Short problem =>
Retype exactly the lines from the line with "For each instance of the sea, place" to the end of the data, keeping both boundary lines.

(Named-object pointing records)
************

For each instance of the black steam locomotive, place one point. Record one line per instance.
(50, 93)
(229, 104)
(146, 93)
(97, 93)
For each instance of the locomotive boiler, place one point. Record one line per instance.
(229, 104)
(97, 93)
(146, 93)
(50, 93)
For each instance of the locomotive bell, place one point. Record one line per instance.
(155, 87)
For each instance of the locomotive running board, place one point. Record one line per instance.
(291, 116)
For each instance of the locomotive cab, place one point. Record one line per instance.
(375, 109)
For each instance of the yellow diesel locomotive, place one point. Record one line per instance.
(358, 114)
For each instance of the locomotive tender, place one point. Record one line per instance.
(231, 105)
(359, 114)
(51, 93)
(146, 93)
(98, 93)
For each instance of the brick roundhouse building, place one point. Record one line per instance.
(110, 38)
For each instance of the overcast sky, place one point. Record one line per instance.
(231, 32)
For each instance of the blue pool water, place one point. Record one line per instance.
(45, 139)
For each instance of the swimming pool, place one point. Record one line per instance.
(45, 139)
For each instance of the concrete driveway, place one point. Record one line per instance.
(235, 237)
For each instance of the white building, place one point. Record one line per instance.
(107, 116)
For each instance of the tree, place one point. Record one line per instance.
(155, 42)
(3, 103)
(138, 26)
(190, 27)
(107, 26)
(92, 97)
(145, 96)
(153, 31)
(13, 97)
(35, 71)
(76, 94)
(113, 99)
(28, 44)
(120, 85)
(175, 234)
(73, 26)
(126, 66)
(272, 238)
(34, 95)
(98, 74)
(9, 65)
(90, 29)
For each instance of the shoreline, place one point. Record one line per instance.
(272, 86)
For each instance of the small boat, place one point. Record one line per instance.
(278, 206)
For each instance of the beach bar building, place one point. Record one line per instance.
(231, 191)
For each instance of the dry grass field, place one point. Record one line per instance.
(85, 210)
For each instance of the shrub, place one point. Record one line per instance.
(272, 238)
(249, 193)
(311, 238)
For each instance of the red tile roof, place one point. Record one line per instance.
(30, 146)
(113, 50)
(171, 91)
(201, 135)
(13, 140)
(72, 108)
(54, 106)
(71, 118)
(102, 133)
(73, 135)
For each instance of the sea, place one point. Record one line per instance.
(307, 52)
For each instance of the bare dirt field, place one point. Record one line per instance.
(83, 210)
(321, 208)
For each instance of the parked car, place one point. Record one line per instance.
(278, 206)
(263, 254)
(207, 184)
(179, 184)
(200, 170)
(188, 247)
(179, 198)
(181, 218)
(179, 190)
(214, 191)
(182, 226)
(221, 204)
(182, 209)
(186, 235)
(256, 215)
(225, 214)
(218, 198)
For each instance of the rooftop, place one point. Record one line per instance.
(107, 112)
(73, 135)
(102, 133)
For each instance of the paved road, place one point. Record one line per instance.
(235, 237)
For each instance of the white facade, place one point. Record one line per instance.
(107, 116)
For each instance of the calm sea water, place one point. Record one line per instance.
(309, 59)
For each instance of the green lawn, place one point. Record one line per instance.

************

Correct answer =>
For each instance of the sea, place one point. Record one line per instance.
(307, 52)
For each instance of the bare dirt field, place one point. Record one line per instance.
(83, 210)
(321, 208)
For each instance of the parked car, place one point. Record one line per instance.
(278, 206)
(263, 254)
(207, 184)
(179, 184)
(200, 170)
(188, 247)
(179, 198)
(181, 218)
(179, 190)
(214, 191)
(182, 226)
(221, 204)
(182, 209)
(186, 235)
(256, 215)
(225, 214)
(218, 198)
For each instance of the rooftop, place one point. Record one line per instance.
(107, 112)
(73, 135)
(102, 133)
For each instance of the paved road, place one point. Record one line per instance.
(235, 237)
For each instance of the white facade, place one point. Record one line per instance.
(107, 116)
For each instance of the calm sea water, place one point. Record one line per instance.
(309, 59)
For each instance of the green lawn, place one point. Record one line per instance.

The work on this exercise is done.